## BEGIN Recorded information

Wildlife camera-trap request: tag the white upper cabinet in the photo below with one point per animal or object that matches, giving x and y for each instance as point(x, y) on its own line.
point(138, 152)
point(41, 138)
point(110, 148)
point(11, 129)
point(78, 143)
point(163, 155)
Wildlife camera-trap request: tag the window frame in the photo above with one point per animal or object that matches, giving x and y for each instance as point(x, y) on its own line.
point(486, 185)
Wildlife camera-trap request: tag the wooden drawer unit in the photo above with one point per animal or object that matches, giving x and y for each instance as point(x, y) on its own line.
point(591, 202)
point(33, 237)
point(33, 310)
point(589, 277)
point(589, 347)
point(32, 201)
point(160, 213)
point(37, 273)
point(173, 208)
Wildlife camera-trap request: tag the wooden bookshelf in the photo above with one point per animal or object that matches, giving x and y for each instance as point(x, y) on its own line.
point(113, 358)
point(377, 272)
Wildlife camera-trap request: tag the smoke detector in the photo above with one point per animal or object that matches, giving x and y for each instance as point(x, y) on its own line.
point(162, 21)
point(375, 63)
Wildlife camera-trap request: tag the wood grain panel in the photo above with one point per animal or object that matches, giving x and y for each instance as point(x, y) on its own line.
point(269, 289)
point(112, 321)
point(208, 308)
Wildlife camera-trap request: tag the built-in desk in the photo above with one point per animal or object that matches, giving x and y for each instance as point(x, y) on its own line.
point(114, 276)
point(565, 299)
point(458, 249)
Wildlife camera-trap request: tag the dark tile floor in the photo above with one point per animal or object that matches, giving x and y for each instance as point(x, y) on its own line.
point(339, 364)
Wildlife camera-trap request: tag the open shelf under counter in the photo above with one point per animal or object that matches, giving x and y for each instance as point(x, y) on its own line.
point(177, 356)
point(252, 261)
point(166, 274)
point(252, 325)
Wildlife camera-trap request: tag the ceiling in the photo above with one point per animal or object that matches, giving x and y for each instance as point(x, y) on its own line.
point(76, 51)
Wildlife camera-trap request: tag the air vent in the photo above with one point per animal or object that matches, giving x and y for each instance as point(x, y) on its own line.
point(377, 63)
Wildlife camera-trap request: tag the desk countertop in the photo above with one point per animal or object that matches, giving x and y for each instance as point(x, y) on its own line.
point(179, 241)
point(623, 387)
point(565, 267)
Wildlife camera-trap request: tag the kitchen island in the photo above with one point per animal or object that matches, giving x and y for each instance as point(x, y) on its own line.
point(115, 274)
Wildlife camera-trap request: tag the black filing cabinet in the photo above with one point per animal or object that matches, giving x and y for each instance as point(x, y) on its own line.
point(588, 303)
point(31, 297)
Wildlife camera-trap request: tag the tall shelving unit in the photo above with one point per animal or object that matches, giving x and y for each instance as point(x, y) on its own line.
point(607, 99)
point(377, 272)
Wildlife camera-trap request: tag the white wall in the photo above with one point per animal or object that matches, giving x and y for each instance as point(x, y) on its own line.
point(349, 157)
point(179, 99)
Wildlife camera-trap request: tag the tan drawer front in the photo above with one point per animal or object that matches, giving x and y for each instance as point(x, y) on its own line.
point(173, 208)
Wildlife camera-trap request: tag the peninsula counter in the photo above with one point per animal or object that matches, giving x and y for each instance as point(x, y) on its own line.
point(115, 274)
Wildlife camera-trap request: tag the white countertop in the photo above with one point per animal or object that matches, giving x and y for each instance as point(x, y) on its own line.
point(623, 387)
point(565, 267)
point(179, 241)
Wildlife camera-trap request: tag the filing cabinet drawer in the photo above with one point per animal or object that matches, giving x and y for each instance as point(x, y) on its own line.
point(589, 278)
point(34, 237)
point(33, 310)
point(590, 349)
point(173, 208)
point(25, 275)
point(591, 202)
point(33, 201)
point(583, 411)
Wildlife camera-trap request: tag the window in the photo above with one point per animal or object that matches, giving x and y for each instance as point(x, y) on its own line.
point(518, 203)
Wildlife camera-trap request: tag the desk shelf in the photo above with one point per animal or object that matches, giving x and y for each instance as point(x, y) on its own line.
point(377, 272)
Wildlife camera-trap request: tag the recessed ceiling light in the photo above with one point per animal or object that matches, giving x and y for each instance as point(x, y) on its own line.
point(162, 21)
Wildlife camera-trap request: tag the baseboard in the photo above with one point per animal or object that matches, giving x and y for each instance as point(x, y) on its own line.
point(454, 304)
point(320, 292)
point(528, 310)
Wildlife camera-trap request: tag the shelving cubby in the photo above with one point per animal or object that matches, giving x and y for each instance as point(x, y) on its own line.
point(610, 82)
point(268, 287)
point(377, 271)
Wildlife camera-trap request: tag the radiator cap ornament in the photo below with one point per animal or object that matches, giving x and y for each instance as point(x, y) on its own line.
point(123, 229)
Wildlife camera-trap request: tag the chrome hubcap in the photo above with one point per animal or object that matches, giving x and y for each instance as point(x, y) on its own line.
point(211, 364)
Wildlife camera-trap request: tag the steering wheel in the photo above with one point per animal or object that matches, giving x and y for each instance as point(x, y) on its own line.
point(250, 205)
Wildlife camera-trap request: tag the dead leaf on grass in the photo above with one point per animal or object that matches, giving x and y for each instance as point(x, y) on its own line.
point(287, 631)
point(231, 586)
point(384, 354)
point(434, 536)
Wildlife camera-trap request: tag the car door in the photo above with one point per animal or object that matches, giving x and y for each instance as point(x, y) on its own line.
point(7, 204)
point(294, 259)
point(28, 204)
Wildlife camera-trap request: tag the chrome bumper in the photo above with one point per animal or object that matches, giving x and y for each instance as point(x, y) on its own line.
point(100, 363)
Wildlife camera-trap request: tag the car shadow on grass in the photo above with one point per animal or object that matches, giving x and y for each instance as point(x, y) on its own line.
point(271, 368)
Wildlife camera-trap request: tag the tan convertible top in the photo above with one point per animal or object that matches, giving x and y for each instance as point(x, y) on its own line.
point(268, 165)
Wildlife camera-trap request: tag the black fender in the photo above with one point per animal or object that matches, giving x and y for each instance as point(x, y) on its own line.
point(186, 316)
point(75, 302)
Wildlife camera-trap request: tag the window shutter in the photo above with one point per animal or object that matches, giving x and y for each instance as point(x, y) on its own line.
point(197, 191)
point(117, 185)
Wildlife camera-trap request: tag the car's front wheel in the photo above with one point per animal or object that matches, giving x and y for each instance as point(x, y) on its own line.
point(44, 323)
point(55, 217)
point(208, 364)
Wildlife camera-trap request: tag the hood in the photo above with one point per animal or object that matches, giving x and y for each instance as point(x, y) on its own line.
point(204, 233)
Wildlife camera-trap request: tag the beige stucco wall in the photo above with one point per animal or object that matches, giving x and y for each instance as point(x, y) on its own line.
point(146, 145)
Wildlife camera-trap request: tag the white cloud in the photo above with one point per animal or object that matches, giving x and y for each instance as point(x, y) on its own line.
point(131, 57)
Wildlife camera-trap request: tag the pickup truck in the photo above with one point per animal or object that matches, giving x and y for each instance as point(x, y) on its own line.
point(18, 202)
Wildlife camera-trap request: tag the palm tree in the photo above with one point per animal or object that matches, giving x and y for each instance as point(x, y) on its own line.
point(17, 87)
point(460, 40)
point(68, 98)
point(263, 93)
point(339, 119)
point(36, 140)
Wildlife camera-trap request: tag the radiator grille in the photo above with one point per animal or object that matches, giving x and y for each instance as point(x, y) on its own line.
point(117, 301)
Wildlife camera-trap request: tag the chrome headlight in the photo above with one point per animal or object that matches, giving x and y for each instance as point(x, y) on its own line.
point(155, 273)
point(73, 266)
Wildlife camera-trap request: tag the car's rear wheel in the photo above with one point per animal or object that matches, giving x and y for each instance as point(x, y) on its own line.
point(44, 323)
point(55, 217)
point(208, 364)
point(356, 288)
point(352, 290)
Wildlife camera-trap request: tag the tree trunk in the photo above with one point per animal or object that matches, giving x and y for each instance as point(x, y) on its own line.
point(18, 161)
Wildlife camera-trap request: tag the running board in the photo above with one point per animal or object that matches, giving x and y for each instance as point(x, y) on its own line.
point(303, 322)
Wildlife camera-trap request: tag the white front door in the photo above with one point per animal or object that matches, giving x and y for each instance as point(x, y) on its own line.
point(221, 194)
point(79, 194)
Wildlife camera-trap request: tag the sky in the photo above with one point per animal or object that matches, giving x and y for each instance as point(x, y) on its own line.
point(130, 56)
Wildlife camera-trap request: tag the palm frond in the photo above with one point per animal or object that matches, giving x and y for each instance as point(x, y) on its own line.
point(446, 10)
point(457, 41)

## END Recorded information

Reproduce only the lines running from the one that contains "Wildlife camera-trap request: tag the running" to the last line of the records.

▶ [Answer to the problem]
Wildlife camera-trap request: tag the running board in the photo above with one point per animal or object that matches, giving x and y for each instance as point(x, y) on its own line.
point(303, 322)
Wildlife camera-trap request: tag the white front door in the photo above with one point per animal or object that matches, giving x and y for each instance as point(x, y) on its own line.
point(221, 194)
point(79, 194)
Wildlife camera-trap request: tag the sky in the photo above with one point per animal or object that matches, giving x and y for each instance as point(x, y) on its own line.
point(130, 56)
Wildlife camera-trap request: tag the palm frond in the photo above with one point per animal or object that matches, giving x and y for each instance as point(x, y) on its own line.
point(446, 10)
point(457, 41)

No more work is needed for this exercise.